===== EXTRACTED INFORMATION

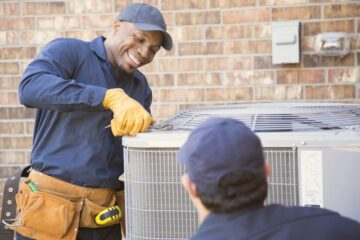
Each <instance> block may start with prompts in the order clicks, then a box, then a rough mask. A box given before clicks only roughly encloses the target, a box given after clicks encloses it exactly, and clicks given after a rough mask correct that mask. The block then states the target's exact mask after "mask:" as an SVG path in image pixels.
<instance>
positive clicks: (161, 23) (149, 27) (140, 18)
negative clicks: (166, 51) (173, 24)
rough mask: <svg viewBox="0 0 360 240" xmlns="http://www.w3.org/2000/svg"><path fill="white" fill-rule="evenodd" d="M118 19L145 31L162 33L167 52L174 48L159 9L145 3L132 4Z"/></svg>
mask: <svg viewBox="0 0 360 240" xmlns="http://www.w3.org/2000/svg"><path fill="white" fill-rule="evenodd" d="M116 19H117V20H119V21H126V22H131V23H133V24H134V25H135V27H136V28H138V29H140V30H143V31H160V32H162V33H163V35H164V40H163V43H162V46H163V48H165V49H166V50H171V48H172V46H173V42H172V38H171V36H170V34H169V33H168V32H166V24H165V21H164V17H163V15H162V14H161V12H160V11H159V10H158V9H157V8H155V7H153V6H151V5H149V4H145V3H132V4H129V5H127V6H126V7H125V9H124V10H123V11H122V12H121V13H120V14H119V15H118V16H117V18H116Z"/></svg>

==========

PROBLEM STATEMENT: Output every line of the listing above as a Markdown table with the columns No. and Text, numbering the rows and skipping blank lines. Leave the pictures out of the table.

SOLUTION FOR THIS TASK:
| No. | Text |
|---|---|
| 1 | Each <instance> block may start with prompts in the order clicks, then a box, then a rough mask. A box given before clicks only roughly encloses the target, a box given after clicks encloses it exactly, and clicks given after a rough mask correct that mask. The block then states the target's exact mask after "mask:" as an SVG path in image pixels. |
| 2 | <instance> |
| 3 | positive clicks: (161, 23) (149, 27) (140, 18) |
| 4 | negative clicks: (166, 51) (173, 24) |
| 5 | rough mask: <svg viewBox="0 0 360 240" xmlns="http://www.w3.org/2000/svg"><path fill="white" fill-rule="evenodd" d="M118 19L145 31L162 33L167 52L174 48L159 9L145 3L132 4Z"/></svg> |
| 6 | mask: <svg viewBox="0 0 360 240" xmlns="http://www.w3.org/2000/svg"><path fill="white" fill-rule="evenodd" d="M116 19H117V20H119V21H126V22H131V23H133V24H134V25H135V27H136V28H138V29H140V30H143V31H160V32H162V33H163V35H164V40H163V43H162V46H163V48H165V49H166V50H171V48H172V46H173V42H172V38H171V36H170V34H169V33H168V32H166V24H165V21H164V17H163V15H162V14H161V12H160V11H159V10H158V9H157V8H155V7H153V6H151V5H149V4H145V3H132V4H129V5H127V6H126V7H125V9H124V10H123V11H122V12H121V13H120V14H119V15H118V16H117V18H116Z"/></svg> |